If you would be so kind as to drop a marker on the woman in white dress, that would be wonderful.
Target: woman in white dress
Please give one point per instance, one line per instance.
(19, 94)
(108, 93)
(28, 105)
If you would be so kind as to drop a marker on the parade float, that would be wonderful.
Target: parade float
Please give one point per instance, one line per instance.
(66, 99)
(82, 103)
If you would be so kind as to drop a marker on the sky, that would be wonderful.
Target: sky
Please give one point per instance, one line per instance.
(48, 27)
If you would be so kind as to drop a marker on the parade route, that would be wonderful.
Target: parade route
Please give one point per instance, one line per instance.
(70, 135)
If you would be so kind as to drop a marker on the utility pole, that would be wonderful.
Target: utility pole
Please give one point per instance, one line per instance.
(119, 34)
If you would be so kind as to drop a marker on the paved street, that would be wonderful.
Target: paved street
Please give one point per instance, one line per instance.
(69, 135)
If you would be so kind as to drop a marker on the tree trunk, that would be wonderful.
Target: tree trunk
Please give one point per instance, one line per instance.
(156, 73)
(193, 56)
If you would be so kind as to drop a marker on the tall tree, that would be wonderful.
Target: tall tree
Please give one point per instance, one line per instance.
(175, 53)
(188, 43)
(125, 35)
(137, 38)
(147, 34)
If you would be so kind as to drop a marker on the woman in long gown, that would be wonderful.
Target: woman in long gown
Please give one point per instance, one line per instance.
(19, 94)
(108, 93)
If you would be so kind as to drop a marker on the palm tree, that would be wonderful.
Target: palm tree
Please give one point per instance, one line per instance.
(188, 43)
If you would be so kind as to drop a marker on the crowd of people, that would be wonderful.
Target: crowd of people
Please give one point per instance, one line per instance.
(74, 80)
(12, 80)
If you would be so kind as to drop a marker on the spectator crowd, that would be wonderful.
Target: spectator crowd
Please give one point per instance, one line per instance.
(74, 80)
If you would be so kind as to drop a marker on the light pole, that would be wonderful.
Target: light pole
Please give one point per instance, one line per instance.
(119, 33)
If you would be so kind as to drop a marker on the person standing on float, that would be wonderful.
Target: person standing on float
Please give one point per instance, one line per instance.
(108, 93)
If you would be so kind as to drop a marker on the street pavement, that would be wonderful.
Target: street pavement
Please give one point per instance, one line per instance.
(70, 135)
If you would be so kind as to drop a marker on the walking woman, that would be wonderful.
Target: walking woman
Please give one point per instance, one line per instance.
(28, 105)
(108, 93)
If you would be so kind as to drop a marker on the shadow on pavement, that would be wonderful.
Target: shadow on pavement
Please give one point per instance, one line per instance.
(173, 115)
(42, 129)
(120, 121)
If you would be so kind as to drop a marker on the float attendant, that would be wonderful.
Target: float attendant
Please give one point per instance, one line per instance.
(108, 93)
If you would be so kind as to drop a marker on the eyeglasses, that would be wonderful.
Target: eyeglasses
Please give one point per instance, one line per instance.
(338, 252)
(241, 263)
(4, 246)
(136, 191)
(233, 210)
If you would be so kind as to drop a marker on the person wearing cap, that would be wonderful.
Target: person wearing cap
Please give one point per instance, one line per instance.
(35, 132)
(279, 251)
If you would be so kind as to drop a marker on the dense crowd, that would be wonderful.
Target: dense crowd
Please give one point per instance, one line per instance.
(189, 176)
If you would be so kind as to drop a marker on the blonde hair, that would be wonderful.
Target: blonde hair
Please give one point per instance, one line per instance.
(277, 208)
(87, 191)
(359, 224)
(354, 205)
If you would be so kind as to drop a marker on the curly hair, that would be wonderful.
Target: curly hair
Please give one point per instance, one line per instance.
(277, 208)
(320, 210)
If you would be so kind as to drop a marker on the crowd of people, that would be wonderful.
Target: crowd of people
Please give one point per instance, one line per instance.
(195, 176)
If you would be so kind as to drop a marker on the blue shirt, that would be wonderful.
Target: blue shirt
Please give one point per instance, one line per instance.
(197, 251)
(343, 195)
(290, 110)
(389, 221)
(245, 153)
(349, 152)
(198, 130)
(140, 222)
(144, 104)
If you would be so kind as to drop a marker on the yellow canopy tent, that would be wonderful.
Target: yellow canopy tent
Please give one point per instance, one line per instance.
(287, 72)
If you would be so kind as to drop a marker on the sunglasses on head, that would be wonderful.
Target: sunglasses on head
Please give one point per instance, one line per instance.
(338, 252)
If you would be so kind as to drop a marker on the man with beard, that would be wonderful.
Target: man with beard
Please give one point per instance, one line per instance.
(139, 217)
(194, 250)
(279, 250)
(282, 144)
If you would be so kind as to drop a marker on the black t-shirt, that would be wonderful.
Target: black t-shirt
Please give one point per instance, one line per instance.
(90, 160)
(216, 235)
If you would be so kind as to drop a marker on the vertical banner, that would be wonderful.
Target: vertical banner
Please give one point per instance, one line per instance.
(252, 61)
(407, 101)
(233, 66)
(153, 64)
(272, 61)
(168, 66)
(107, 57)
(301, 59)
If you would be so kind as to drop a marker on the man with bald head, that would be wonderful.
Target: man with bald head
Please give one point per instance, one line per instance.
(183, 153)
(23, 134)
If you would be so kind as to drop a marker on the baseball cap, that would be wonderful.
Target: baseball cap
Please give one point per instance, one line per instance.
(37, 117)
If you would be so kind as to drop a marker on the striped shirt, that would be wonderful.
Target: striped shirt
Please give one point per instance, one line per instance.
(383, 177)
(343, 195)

→ **What is needed**
Your reply should consist of all the records, set down exactly.

→ **Solution to this exercise**
If you would be so kind as to drop a marker on the woman in white dress, that would be wonderful.
Target: woman in white dress
Please give one point per instance, one line per instance.
(19, 94)
(108, 93)
(28, 105)
If you would be so kind as to drop a marker on the parade float, that would be wonderful.
Target: parade float
Please give one point per instance, one line per instance.
(66, 99)
(82, 103)
If you would be so kind as to drop a marker on the sky, that would be wonderful.
Target: sky
Please give one point per instance, one line per instance.
(48, 27)
If you would be so kind as to drop a marker on the parade route, that would be wonderful.
Target: parade route
Please give one point per instance, one line per instance.
(70, 135)
If you would be so kind as to drop a marker on the utility pole, that would be wonderful.
Target: utility pole
Please give one point per instance, one line per instance.
(119, 34)
If you would be so kind as to drop a marker on the paved street, that would be wonderful.
Target: paved street
Please give one point per instance, one line per instance.
(69, 135)
If you would be so kind as to drop a marker on the tree trunk, that would be wonderful.
Target: tree trunk
Please give one point per instance, one line per instance.
(156, 73)
(193, 56)
If you would be so kind as to drop a marker on the tall tree, that would be wonderful.
Target: tall tree
Please give one point per instance, one line per instance.
(175, 53)
(188, 43)
(125, 35)
(137, 38)
(147, 34)
If you would be so kind as to drop a marker on the woman in long gown, that would be wonderful.
Target: woman in long gown
Please give one point per instance, one line per instance.
(19, 94)
(108, 93)
If you would be so kind as to drop a marker on the palm tree, that would be wonderful.
Target: palm tree
Please give one point per instance, one line per instance.
(188, 43)
If you would be so kind as to drop a marker on the crowd of people, that would be wonderful.
Target: crowd of people
Please give one point per instance, one line per instance.
(74, 80)
(12, 80)
If you would be so kind as to drop a marker on the spectator crowd, that would be wonderful.
Target: spectator crowd
Please give one point per instance, one line per instance.
(74, 80)
If you would be so kind as to drop a marker on the light pole, that would be wonderful.
Target: light pole
Please give one point per instance, one line per instance.
(119, 33)
If you would be so kind as to drop a marker on the person standing on float, that would be wonderful.
Target: person standing on float
Please give one point per instance, one line per instance.
(108, 93)
If you would be so kind as to drop a marker on the street pavement, that would be wonderful.
Target: street pavement
Please give one point per instance, one line per instance.
(70, 135)
If you would be so kind as to drop a marker on the walking woman, that would be wonderful.
Target: walking woman
Please give one point per instance, one line per instance.
(28, 105)
(108, 93)
If you would be so kind as to drop a marker on the shadow on pavement, that would be wonderful.
Target: shadow on pavement
Please give one point per instance, one line per instance.
(173, 115)
(42, 129)
(120, 121)
If you would be so kind as to drop a marker on the float attendant, that would be wonderful.
Target: float attendant
Please give one point per instance, one line per instance.
(108, 93)
If you would be so kind as to drop a marker on the eyeglasses, that would be wonderful.
Target: eyeglasses
Please give one point per instance, one line per instance.
(338, 252)
(241, 263)
(4, 246)
(136, 191)
(233, 210)
If you would be so kind as to drop a marker on the person wearing cap, that would be wonderful.
Target: person wearing cap
Please give one point per instance, one line per instance.
(35, 132)
(279, 251)
If you would be so kind as to drop a marker on the dense crowd, that would be wonderful.
Target: dense crowd
Please give one point per instance, one line per instance.
(189, 176)
If you would be so kind as to drop a marker on the blonde hair, that would be wonderful.
Target: blonde hair
Please give one point per instance, one line per instance.
(277, 208)
(87, 191)
(359, 224)
(354, 205)
If you would be so kind as to drop a marker on the curly hair, that would be wonderful.
Target: curly hair
Please give one point per instance, one line per instance.
(277, 208)
(320, 210)
If you would be so kind as to drop a marker on the crowd of people, that would be wonderful.
Target: crowd of people
Please give one point per instance, one line per instance.
(195, 176)
If you would be so kind as to drop a marker on the blue shirt, that would be wonderful.
Target: blue shirt
Please give one point per instance, one line per instance.
(197, 251)
(343, 195)
(290, 110)
(389, 221)
(245, 153)
(349, 152)
(198, 130)
(140, 222)
(144, 104)
If you would be so kind as to drop a marker on the yellow canopy tent, that would be wonderful.
Target: yellow canopy tent
Please give one point per instance, one line per instance.
(287, 72)
If you would be so kind as to drop a marker on the sunglasses on head, that would be wonderful.
Target: sunglasses on head
Please give one point per instance, one line per instance.
(338, 252)
If you would be so kind as to drop a marker on the man with beard, that would be wonderful.
Target: man with beard
Please give one point per instance, one line per instance.
(139, 217)
(194, 250)
(279, 250)
(282, 144)
If you would be so kind as to drop a marker on the black t-shirt, that would be wonderful.
Target: black t-shirt
Please give one point per instance, one line per instance.
(90, 160)
(216, 235)
If you would be so kind as to drop a marker on the vertical banner, that would be wonderful.
Target: vertical banner
Please give one point per instance, one line per instance.
(252, 61)
(407, 101)
(233, 66)
(153, 64)
(272, 61)
(168, 66)
(107, 57)
(301, 59)
If you would be so kind as to drop a marker on the man with bald head, that would be wonderful.
Target: man with bald head
Please give one point per instance, one line per instance.
(183, 153)
(23, 134)
If you would be so kind as to drop a marker on the baseball cap, that would be wonderful.
Target: baseball cap
Please give one point per instance, one line per instance.
(37, 117)
If you would be so kind as to drop a marker on the striped shirt, that would be wonderful.
Target: striped shirt
Please give one point per instance, one line per instance.
(383, 177)
(343, 195)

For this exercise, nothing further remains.